▶ [Lesetext]
Scroll Top

»Wuthering Heights«: Premiere einer 50 Jahre alten Oper in Freiberg

Am 11. Februar schaute Europa nach Freiberg: über fünfzig Jahre nach ihrer Uraufführung in Santa Fe feierte hier Carlisle Floyds zweite Oper »Wuthering Heights« (nach dem Roman von Emily Brontë) ihre europäische Erstaufführung. In Anwesenheit der Komponistengattin, die das Werk, so erzählte sie im Vorhinein, das erste Mal auf der Bühne sehen würde, hat Generalmusikdirektor Jan Michael Horstmann damit der Mittelsächsischen Reihe der Opern-Ausgrabungen eine weitere Nummer hinzugefügt. 

Foto: Detlev Müller

Auf Floyd war Horstmann bereits vor zehn Jahren gestoßen, berichtet er: beim Stöbern durch den Katalog von Boosey & Hawkes fiel ihm das offenkundig vernachlässigte Werk auf. Vor acht Jahren kam er nach Freiberg, damals "gab das Ensemble eine Aufführung nicht her". Als Haussänger Guido Kunze dann aber signalisierte, jetzt fühle er sich für die Hauptrolle bereit, hievte Horstmann die "Sturmhöhe" auf den Spielplan.

Oberspielleiterin Judith Semler begann sogleich, sich mit dem Stoff zu beschäftigen. Schnell stand fest: "wir wollten kein Heidekraut auf die Bühne pappen!" Gemeinsam mit dem Ausstatter Tilo Staudte stellte sie einen drehbaren, aus Treppen, Schrägen und Wänden zusammengefügten Klotz ins Zentrum der Bühne, der sowohl Innenszenen suggerieren half wie die wolkenverhangene Weite der Heide.

Musikalisch ist »Wuthering Heights" nicht aus einem Guß, aber es ist interessant, verschiedenen Einflüssen nachzuhören. Spröde, patriotische Klänge treffen da auf satte Streicher, kleine, in sich abgeschlossene Tanzformen auf weltumspannende Bögen. Nicht alles schüttelte die Mittelsächsische Philharmonie aus der Hand: mit mancher flüchtenden Achtelkette waren etwa die tiefen Streicher überfordert.

▶ [Angezeigte Auflistung]
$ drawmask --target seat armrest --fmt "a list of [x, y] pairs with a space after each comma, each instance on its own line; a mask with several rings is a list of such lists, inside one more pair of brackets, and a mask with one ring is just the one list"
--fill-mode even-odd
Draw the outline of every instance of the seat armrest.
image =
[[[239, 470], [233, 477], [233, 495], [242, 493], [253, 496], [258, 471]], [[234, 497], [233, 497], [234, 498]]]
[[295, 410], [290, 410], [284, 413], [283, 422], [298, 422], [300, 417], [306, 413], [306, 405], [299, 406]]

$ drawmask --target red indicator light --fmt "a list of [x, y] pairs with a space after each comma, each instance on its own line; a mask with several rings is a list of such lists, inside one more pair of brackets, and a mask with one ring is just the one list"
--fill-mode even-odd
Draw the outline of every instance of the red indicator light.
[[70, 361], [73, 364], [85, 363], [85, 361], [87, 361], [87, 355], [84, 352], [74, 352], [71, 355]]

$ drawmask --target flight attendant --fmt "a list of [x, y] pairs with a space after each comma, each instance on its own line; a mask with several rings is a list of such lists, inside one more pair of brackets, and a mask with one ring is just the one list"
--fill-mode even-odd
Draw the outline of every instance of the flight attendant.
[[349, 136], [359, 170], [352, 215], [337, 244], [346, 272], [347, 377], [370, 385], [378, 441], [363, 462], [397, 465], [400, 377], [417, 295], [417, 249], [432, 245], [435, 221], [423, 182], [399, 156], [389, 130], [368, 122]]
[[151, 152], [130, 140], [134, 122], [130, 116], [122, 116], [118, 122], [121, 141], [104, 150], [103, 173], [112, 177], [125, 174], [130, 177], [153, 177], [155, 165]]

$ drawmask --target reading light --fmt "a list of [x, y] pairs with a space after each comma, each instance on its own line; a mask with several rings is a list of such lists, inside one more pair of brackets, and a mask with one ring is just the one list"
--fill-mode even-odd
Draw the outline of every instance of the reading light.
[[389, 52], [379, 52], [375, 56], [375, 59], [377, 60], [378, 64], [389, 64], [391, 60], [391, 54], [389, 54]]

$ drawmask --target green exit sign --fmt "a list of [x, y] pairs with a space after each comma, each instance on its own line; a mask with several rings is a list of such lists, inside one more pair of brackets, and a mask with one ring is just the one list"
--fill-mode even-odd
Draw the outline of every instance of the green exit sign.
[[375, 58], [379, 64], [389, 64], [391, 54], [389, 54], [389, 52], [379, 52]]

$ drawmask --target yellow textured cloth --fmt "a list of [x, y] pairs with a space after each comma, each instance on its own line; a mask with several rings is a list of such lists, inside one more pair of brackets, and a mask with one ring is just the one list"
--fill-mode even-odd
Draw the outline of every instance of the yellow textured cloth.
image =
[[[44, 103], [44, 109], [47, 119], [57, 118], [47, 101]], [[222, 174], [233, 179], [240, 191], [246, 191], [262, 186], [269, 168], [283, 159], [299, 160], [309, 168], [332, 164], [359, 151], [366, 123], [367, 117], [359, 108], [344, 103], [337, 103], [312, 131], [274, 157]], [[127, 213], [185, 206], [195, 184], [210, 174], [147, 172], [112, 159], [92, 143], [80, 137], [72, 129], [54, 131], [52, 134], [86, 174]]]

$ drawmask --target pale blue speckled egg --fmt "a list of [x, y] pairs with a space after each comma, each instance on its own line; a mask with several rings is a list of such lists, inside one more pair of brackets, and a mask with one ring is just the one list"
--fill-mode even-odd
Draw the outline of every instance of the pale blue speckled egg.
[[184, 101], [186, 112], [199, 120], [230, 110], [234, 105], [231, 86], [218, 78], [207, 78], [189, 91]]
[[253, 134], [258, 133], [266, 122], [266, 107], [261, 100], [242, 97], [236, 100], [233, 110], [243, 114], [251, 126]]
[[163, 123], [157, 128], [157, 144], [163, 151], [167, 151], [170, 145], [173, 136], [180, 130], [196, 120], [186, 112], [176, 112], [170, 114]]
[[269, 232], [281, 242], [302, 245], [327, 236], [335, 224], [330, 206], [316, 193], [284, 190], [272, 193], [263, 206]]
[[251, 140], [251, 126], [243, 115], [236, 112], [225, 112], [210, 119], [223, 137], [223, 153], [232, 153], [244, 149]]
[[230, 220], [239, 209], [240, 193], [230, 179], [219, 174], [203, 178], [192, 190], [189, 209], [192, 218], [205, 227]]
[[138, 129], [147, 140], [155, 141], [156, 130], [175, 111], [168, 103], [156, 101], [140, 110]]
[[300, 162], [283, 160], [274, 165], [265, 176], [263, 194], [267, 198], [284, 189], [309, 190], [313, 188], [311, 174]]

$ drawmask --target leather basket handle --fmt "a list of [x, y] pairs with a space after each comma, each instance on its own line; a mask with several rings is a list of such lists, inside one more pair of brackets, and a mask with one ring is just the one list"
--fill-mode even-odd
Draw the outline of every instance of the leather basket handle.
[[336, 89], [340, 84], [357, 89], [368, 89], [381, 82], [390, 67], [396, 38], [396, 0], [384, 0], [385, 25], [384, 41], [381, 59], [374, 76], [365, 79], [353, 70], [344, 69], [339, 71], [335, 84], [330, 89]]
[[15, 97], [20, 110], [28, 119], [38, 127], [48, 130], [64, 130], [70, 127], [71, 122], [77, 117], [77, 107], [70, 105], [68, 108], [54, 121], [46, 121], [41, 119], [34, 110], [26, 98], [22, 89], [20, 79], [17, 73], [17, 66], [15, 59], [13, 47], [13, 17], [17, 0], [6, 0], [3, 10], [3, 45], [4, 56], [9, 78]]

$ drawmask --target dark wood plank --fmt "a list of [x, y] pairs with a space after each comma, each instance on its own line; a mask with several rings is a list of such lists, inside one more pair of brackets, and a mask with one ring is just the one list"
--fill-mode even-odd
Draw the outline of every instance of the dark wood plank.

▶ [Kurze Aufgabe A] Kopiere aus dem Lesetext über die Opernpremiere in Freiberg den Abschnitt, der bei den Worten "Foto: Detlev Müller" beginnt und nach den Worten "Weite der Heide." endet, Wort für Wort.
▶ [Kurze Aufgabe B] In wie vielen Zeilen der Auflistung steht das Wort "dark"? Nenne nur die Zahl.

▶ [Antwort A]
Foto: Detlev Müller

Auf Floyd war Horstmann bereits vor zehn Jahren gestoßen, berichtet er: beim Stöbern durch den Katalog von Boosey & Hawkes fiel ihm das offenkundig vernachlässigte Werk auf. Vor acht Jahren kam er nach Freiberg, damals "gab das Ensemble eine Aufführung nicht her". Als Haussänger Guido Kunze dann aber signalisierte, jetzt fühle er sich für die Hauptrolle bereit, hievte Horstmann die "Sturmhöhe" auf den Spielplan.

Oberspielleiterin Judith Semler begann sogleich, sich mit dem Stoff zu beschäftigen. Schnell stand fest: "wir wollten kein Heidekraut auf die Bühne pappen!" Gemeinsam mit dem Ausstatter Tilo Staudte stellte sie einen drehbaren, aus Treppen, Schrägen und Wänden zusammengefügten Klotz ins Zentrum der Bühne, der sowohl Innenszenen suggerieren half wie die wolkenverhangene Weite der Heide.

▶ [Antwort B] 2